§ Given instruction
Count the lines in the items below that contain the string "fingernail", treating uppercase and lowercase as different. Give only the number.

# START OF Entries shown

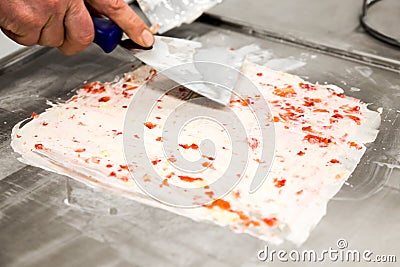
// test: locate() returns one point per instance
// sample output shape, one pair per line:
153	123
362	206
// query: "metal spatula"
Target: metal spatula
175	58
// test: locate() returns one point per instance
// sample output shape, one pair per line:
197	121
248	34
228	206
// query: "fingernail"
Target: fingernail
148	38
154	28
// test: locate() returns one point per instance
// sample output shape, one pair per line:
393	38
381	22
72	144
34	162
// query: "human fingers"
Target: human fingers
120	13
78	26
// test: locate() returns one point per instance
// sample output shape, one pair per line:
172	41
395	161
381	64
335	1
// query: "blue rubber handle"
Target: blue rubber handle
107	33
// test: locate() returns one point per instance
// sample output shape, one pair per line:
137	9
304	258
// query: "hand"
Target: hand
66	24
120	13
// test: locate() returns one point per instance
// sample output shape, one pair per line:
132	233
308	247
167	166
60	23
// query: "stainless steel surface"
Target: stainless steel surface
49	220
330	24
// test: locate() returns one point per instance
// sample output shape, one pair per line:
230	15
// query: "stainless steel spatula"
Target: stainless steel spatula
175	58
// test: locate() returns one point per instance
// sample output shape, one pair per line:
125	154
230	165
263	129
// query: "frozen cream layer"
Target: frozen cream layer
319	140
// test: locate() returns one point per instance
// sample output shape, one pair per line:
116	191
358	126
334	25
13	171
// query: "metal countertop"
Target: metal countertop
50	220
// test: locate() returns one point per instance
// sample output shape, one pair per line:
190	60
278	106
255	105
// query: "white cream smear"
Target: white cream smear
320	137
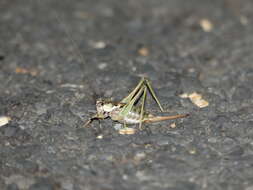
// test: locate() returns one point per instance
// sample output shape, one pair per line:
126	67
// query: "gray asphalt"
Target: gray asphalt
58	57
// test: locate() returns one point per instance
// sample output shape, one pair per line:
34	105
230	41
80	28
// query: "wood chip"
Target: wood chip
206	25
196	99
20	70
143	51
4	120
127	131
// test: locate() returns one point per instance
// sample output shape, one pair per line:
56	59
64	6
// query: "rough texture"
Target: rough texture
182	46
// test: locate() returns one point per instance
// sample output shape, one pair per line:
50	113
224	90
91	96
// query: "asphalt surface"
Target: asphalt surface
48	91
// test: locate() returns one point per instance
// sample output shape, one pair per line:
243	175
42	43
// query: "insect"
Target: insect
127	112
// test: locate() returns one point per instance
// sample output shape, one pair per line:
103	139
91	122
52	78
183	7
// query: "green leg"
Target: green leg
131	95
128	107
143	106
153	94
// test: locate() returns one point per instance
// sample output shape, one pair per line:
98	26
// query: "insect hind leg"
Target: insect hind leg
152	92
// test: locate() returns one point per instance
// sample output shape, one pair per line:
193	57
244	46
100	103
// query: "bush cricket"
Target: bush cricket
127	112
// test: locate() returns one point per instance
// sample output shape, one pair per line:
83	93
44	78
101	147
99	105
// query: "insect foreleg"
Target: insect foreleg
152	92
143	106
133	92
128	107
91	119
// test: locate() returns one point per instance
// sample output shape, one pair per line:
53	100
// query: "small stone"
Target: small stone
173	125
196	99
102	66
98	45
127	131
4	120
118	126
143	51
139	156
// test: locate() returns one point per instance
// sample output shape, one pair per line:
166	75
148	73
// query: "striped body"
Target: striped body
112	109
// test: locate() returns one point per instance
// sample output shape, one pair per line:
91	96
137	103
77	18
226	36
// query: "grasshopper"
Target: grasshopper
127	112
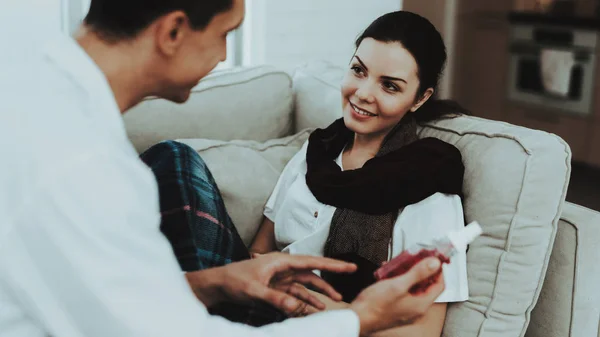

# END OF Entries shown

§ Answer to this problem
2